● Document passage
········
Using key informant monitoring in safe motherhood programming in Nepal

Pages 151-164 | Published online: 20 Aug 2006
 

Abstract

This article discusses the methodology and application of the Key Informant Monitoring (KIM) tool as used by the Nepal Safer Motherhood Project (NSMP). NSMP aims to achieve a sustained increase in the uptake of midwifery and essential obstetric care services by addressing, among other things, constraints on access to such services. Data collected by community-based Key Informant Researchers (KIRs) are synthesised and used by NSMP and key project partners for monitoring and planning purposes. NSMP has used KIM findings to modify its main interventions at the local level. International and Nepali NGOs have adopted KIM in their safe motherhood and other development programmes. Village Development Committees, with support from NGOs and NSMP, have responded to issues raised by KIM by running maternal health awareness-raising campaigns, working with traditional healers, improving the quality of care, and facilitating local emergency transport and funding schemes. KIRs have proved effective as sources of information and as change agents, spreading safe motherhood messages to promote behaviour change.

Acknowledgements

We would like to acknowledge the support of all the people involved in the implementation and documentation of KIM. We thank in particular the KIRs, NSMP's national NGO partner (HICODEF), the NSMP SDOs and Local Facilitators, the local NGOs and CBOs, and NSMP's Social Development Manager for backup support. We are also grateful to Susan Clapham and to an anonymous reviewer for their valuable comments on an earlier draft of this article.

Notes

1. The term ‘peer’ does not refer exclusively to young people, whose peers are often of the same age, but to members of the same social network or social group, such as friends, neighbours, workmates, and kinsfolk, with whom an individual shares relatively equal status.

2. The Social Development Officer (SDO) has overall responsibility for managing the increasing access work in NSMP-supported districts. The Local Facilitators are managed by the SDOs and their role is to work closely with the NGO partners, providing them with technical support. Along with NGO partners, they are responsible for the KIM training, debriefing, and VDC presentation.
········
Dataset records

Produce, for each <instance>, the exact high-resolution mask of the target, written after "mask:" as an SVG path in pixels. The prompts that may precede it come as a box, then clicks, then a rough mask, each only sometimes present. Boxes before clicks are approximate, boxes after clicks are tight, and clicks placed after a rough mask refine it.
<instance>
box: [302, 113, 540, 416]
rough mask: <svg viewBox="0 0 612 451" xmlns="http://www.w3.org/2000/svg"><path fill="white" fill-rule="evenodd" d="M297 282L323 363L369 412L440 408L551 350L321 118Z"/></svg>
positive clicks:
········
● Exercise instructions
Please name the national NGO partner of NSMP, as given in the acknowledgements of the key informant monitoring article.

● Solution to the exercise
HICODEF